Compiti da svolgere —
1. Riscrivi il passo dell'estratto su Mamdani da "Tuttavia, in seguito" fino a "che sostengono Israele." compreso, sostituendo "collaborazione" con "cooperazione".
2. Secondo l'estratto su Mamdani, dove insegna ora Judah Isseroff?

Estratto della fonte —
= = = = = = =

Tuttavia, in seguito Mamdani interruppe in modo educato la collaborazione, secondo quanto riferito dal suo interlocutore di J Street U, Judah Isseroff. Niente di personale, spiegò Mamdani, ma Students for Justice in Palestine seguiva una politica di anti-normalizzazione, il che significava che non avrebbe più collaborato con gruppi che sostengono Israele.
“Non è mai diventato un argomento controverso. Essere contrari alla normalizzazione non significava che non pranzassimo più insieme”, afferma Isseroff, che ora insegna pensiero e politica ebraici alla Washington University di St. Louis. “Ma trovavo quella posizione piuttosto controproducente”.
Poco più di un decennio dopo, Mamdani, 33 anni, è salito alla ribalta nella politica newyorkese come una cometa, emergendo come candidato democratico e come grande favorito alla carica di sindaco grazie al suo carisma disinvolto e alla sua attenzione alla crisi del caro vita nella città.

= = = = = = =

Materiale —
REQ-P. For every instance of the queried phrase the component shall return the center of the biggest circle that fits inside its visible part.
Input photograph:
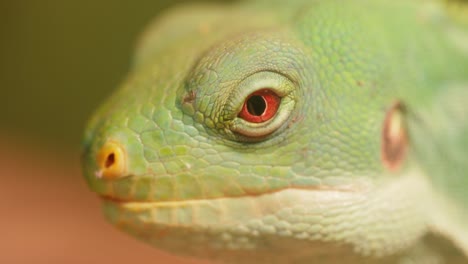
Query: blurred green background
(59, 60)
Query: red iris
(260, 106)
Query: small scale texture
(309, 184)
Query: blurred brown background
(59, 60)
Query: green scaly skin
(309, 185)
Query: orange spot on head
(112, 161)
(394, 138)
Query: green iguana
(293, 132)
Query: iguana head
(241, 131)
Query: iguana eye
(260, 106)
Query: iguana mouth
(354, 189)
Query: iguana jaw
(362, 221)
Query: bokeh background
(58, 61)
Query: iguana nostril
(111, 161)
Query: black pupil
(256, 105)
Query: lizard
(292, 132)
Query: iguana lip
(122, 201)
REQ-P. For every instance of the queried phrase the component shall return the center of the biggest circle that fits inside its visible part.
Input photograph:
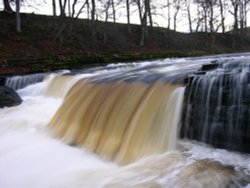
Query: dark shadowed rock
(8, 97)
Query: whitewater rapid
(31, 157)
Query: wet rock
(218, 106)
(8, 97)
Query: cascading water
(115, 126)
(219, 105)
(19, 82)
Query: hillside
(44, 39)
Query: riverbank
(49, 43)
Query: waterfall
(19, 82)
(119, 125)
(121, 121)
(218, 105)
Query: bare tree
(128, 15)
(235, 6)
(7, 7)
(54, 7)
(62, 5)
(177, 6)
(189, 15)
(222, 14)
(18, 17)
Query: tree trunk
(139, 10)
(169, 17)
(93, 18)
(18, 17)
(128, 15)
(107, 10)
(222, 16)
(7, 7)
(114, 12)
(211, 21)
(148, 12)
(54, 7)
(62, 7)
(175, 18)
(189, 17)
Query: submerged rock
(8, 97)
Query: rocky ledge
(8, 97)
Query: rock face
(8, 97)
(218, 106)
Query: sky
(160, 19)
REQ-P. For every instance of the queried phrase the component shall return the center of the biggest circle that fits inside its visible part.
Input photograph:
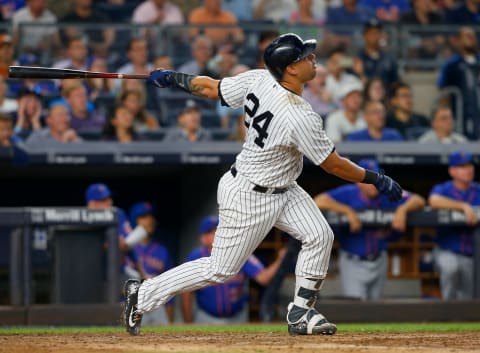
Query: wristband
(136, 236)
(182, 81)
(371, 177)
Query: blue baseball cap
(140, 209)
(371, 164)
(97, 192)
(208, 224)
(459, 158)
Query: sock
(306, 290)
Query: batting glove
(388, 187)
(161, 78)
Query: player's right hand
(161, 78)
(388, 187)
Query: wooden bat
(53, 73)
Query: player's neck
(293, 87)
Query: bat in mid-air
(54, 73)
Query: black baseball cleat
(132, 319)
(310, 323)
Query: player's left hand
(389, 187)
(161, 78)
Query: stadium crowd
(359, 90)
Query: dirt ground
(241, 342)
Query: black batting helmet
(285, 50)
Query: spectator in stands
(158, 12)
(304, 15)
(465, 13)
(460, 72)
(29, 115)
(202, 53)
(453, 256)
(211, 13)
(273, 10)
(241, 9)
(35, 39)
(401, 116)
(138, 63)
(154, 258)
(363, 259)
(6, 54)
(349, 13)
(344, 121)
(388, 11)
(119, 126)
(189, 126)
(224, 303)
(99, 39)
(99, 86)
(375, 61)
(58, 128)
(163, 61)
(7, 137)
(337, 65)
(76, 55)
(317, 95)
(425, 13)
(374, 115)
(375, 91)
(83, 116)
(99, 196)
(7, 105)
(8, 8)
(264, 39)
(134, 100)
(442, 128)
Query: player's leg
(466, 284)
(352, 276)
(302, 219)
(379, 269)
(446, 263)
(245, 218)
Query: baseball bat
(53, 73)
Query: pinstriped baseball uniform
(260, 191)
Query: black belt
(258, 188)
(369, 257)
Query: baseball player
(260, 190)
(453, 256)
(153, 257)
(223, 303)
(363, 250)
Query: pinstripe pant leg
(302, 219)
(245, 218)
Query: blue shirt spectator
(462, 72)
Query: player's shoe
(310, 323)
(132, 319)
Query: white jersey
(282, 128)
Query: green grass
(257, 328)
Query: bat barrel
(55, 73)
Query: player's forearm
(204, 86)
(343, 168)
(415, 202)
(438, 201)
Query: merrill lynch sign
(71, 215)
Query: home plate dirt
(242, 342)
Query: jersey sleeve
(310, 137)
(232, 90)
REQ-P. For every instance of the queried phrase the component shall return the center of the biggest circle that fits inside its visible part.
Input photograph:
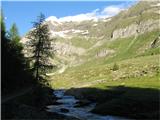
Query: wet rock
(64, 110)
(82, 103)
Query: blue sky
(23, 13)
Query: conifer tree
(41, 49)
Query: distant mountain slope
(81, 42)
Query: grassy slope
(133, 58)
(138, 74)
(121, 92)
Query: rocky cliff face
(76, 41)
(135, 29)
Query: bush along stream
(70, 106)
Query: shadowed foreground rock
(21, 111)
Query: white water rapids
(82, 113)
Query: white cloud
(94, 15)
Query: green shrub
(115, 67)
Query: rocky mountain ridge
(75, 40)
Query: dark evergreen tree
(42, 50)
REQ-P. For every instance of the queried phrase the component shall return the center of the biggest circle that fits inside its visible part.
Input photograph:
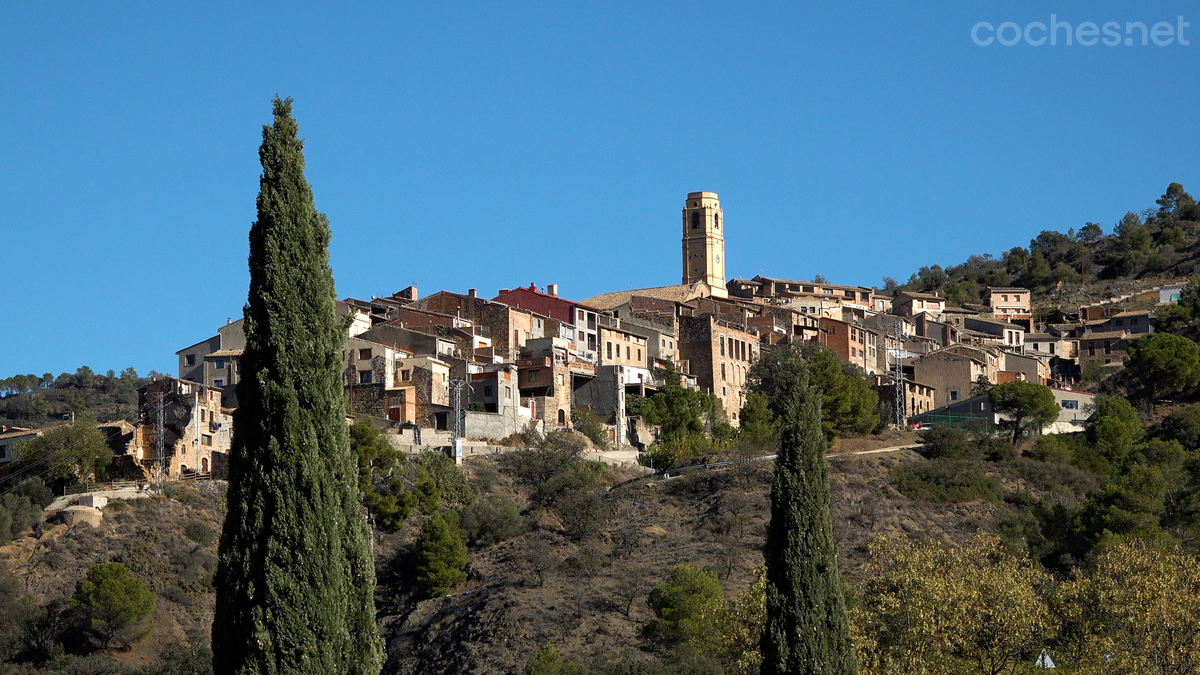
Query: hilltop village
(460, 370)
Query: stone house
(953, 371)
(1011, 304)
(910, 303)
(195, 428)
(852, 342)
(719, 356)
(576, 321)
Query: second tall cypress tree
(295, 581)
(807, 631)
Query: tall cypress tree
(807, 631)
(295, 580)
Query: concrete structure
(1047, 344)
(910, 303)
(509, 327)
(703, 242)
(216, 362)
(1003, 333)
(9, 438)
(1011, 304)
(855, 344)
(719, 356)
(576, 321)
(196, 428)
(1170, 293)
(1108, 348)
(803, 292)
(1074, 410)
(953, 371)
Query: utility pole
(456, 429)
(898, 376)
(160, 451)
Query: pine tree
(295, 580)
(807, 631)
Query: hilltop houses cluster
(477, 368)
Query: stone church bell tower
(703, 242)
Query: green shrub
(1056, 447)
(682, 603)
(943, 442)
(18, 513)
(199, 532)
(549, 662)
(453, 484)
(439, 556)
(1049, 475)
(946, 481)
(591, 425)
(490, 520)
(113, 603)
(582, 513)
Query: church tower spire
(703, 242)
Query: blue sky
(492, 145)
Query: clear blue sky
(498, 144)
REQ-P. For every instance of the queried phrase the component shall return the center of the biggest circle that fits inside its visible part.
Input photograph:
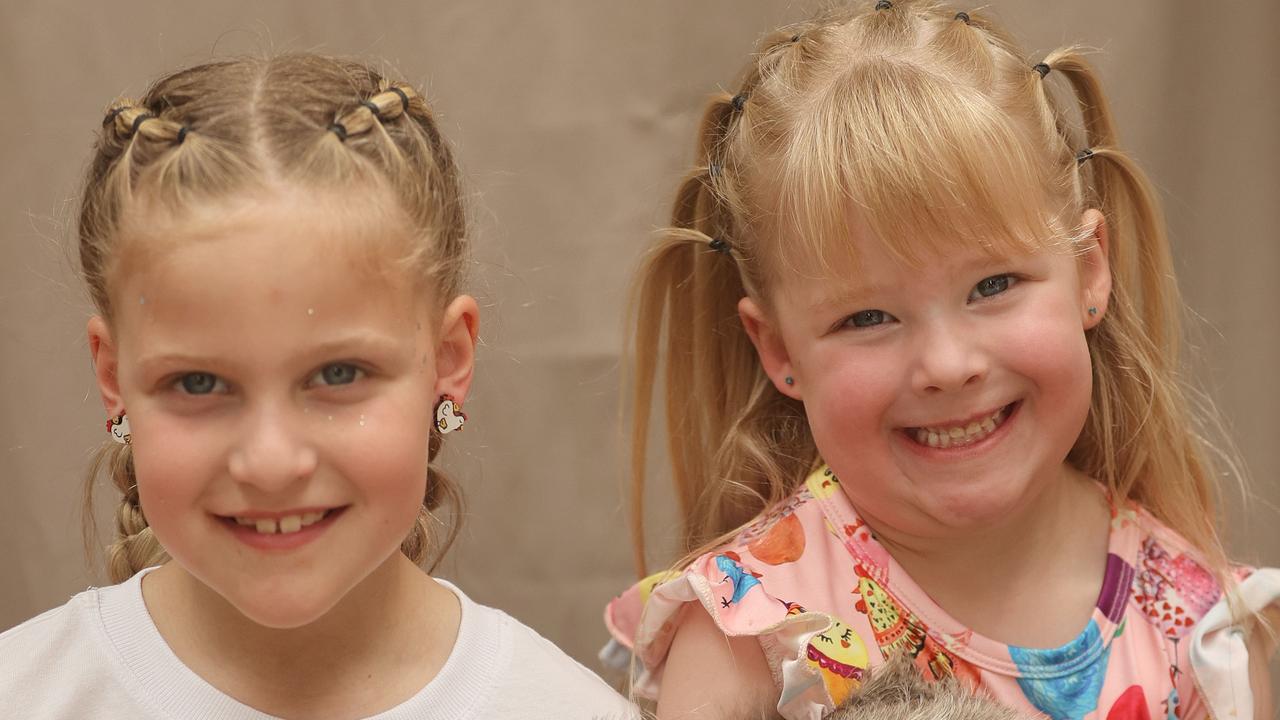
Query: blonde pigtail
(135, 546)
(1142, 438)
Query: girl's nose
(949, 359)
(273, 452)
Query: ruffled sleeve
(644, 620)
(759, 586)
(1220, 647)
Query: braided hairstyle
(227, 128)
(922, 118)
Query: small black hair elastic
(138, 121)
(402, 95)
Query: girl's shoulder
(68, 659)
(501, 668)
(828, 605)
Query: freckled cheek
(385, 459)
(850, 401)
(174, 468)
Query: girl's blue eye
(868, 318)
(337, 374)
(995, 285)
(199, 383)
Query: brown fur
(897, 692)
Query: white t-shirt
(101, 656)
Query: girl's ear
(101, 347)
(456, 347)
(1095, 269)
(771, 349)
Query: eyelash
(882, 317)
(181, 382)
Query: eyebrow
(360, 341)
(846, 296)
(855, 294)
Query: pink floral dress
(827, 604)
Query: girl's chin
(280, 614)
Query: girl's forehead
(360, 231)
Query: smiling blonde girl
(275, 249)
(918, 333)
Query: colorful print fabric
(828, 604)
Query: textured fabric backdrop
(572, 122)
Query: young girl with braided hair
(275, 249)
(919, 338)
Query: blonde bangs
(910, 154)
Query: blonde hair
(920, 118)
(224, 128)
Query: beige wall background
(572, 122)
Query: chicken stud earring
(119, 429)
(448, 415)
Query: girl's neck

= = = = = = =

Elenco delle risposte —
1.
Tuttavia, in seguito Mamdani interruppe in modo educato la cooperazione, secondo quanto riferito dal suo interlocutore di J Street U, Judah Isseroff. Niente di personale, spiegò Mamdani, ma Students for Justice in Palestine seguiva una politica di anti-normalizzazione, il che significava che non avrebbe più collaborato con gruppi che sostengono Israele.

2. Alla Washington University di St. Louis.